**Aufgaben**
A. In welchem Jahr fand laut Textauszug die Versammlung der Münchner Thulegesellschaft statt?
B. Wozu hatte sich die Münchner Thulegesellschaft laut Textauszug versammelt?
C. Schreiben Sie die Stelle im Textauszug von „Deutschland in den“ bis „in den Untergang.“ wortgetreu ab.

**Textauszug**
━━━

Deutschland in den Fängen dunkler Mächte

Die Deutschen wurden von einem "Rattenfänger" verführt, der die schrillen Töne einer dämonischen Unterwelt spielte. Der Spuk führte sie geradewegs in den Untergang.

 Drittes ReichEs war in mehr als einem Sinn eine dunkle Nacht, als der Geist seine düstere Prophezeiung machte. Man schrieb das Jahr 1919. Die Münchner Thulegesellschaft , ein okkulter Orden, hatte sich versammelt, um mit dem Geist verstorbener Mitglieder zu kommunizieren. Als Medium diente ihnen eine einfache, unwissende Bauersfrau. Die Frage, welche die Thule-Leute am stärksten beschäftigte, war, ob sich die alte Prophetie eines "deutschen Messias" nun endlich bald erfüllen würde. Da stieg der "Schatten" der einstmals blonden und schönen Gräfin Heila von Westarp im Zwielicht auf. Heila war Sekretärin der Thulegesellschaft gewesen, bevor die "Roten" sie ermordet hatten. "Wie eine durchsichtige Kassandra stieg sie aus dem Schoß ihres schlummernden Mediums und verkündete, daß dieser Mann, der sich nun daran mache, die Führung der Thulegesellschaft zu übernehmen, sich als falscher Prophet erweisen würde. Er würde totale Macht über die Nation erlangen, aber eines Tages ganz Deutschland in Ruinen legen und das deutsche Volk in eine Niederlage und moralische Verderbnis führen, die bislang nicht ihresgleichen in der Geschichte habe", schreibt Trevor Ravenscroft in seinem viel beachteten Buch Die Heilige Lanze.

━━━

**Datensätze**
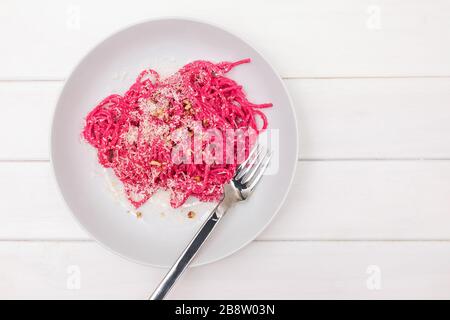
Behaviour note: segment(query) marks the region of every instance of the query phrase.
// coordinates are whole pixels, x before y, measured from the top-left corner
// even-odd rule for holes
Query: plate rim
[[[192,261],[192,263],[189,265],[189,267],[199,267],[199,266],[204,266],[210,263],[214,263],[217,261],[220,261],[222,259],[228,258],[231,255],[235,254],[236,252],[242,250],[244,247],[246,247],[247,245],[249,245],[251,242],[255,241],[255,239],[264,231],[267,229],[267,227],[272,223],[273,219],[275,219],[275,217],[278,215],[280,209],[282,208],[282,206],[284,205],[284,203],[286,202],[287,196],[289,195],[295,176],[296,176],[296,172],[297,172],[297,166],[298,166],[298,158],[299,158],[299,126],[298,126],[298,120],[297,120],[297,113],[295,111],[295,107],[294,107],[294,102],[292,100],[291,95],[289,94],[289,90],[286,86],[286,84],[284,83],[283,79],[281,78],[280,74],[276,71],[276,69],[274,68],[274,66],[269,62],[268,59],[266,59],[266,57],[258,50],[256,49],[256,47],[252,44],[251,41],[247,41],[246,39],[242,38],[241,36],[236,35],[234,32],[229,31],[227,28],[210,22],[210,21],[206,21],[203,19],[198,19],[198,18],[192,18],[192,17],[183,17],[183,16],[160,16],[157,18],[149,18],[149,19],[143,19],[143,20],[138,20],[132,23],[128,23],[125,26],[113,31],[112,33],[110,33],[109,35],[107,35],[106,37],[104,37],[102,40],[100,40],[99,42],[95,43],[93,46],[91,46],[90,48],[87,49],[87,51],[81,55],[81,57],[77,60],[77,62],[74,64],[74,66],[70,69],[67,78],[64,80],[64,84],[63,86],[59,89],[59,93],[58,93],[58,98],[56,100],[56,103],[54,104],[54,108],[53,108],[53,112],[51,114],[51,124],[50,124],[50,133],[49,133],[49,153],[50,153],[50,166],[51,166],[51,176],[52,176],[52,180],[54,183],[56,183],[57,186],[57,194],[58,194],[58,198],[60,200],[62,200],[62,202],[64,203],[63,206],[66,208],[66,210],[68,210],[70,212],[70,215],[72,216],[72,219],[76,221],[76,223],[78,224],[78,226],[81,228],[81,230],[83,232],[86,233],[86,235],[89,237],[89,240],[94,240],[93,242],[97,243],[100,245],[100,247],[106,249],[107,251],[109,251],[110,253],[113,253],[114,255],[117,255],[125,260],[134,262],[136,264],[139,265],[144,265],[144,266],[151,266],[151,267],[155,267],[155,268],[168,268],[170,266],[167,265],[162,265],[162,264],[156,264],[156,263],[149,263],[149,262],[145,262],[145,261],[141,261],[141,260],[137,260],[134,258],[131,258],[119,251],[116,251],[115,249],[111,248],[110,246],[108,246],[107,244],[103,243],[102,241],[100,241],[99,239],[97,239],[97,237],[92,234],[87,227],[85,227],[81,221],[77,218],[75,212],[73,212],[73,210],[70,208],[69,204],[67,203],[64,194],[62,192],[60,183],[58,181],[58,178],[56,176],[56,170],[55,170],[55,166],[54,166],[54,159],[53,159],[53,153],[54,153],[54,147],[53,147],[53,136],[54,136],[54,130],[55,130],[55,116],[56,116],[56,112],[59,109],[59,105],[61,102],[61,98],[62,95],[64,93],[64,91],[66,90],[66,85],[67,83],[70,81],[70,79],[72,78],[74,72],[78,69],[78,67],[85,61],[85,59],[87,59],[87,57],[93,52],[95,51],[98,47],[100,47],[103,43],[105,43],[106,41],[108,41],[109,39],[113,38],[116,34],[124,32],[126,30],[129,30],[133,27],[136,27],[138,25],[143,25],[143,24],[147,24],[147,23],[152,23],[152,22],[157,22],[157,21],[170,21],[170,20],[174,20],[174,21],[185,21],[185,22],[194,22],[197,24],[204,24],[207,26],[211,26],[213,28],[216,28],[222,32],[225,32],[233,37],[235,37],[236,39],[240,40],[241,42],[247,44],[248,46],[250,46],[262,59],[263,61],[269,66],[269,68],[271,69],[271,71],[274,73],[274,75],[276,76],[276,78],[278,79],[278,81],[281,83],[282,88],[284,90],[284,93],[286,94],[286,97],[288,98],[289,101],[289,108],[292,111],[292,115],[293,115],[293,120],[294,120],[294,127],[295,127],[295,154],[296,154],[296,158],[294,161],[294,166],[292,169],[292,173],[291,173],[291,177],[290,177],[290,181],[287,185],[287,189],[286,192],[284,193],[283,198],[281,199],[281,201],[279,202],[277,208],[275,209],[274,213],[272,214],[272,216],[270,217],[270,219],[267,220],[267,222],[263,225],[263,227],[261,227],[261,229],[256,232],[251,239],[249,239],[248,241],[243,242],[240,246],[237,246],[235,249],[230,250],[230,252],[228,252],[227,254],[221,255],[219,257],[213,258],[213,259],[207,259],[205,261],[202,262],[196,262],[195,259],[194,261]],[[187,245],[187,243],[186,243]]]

━━━

**Lösungen**
A. Im Jahr 1919.

B. Die Mitglieder wollten mit dem Geist verstorbener Mitglieder kommunizieren. Als Medium diente ihnen dabei eine einfache, unwissende Bauersfrau.

C.
Deutschland in den Fängen dunkler Mächte

Die Deutschen wurden von einem "Rattenfänger" verführt, der die schrillen Töne einer dämonischen Unterwelt spielte. Der Spuk führte sie geradewegs in den Untergang.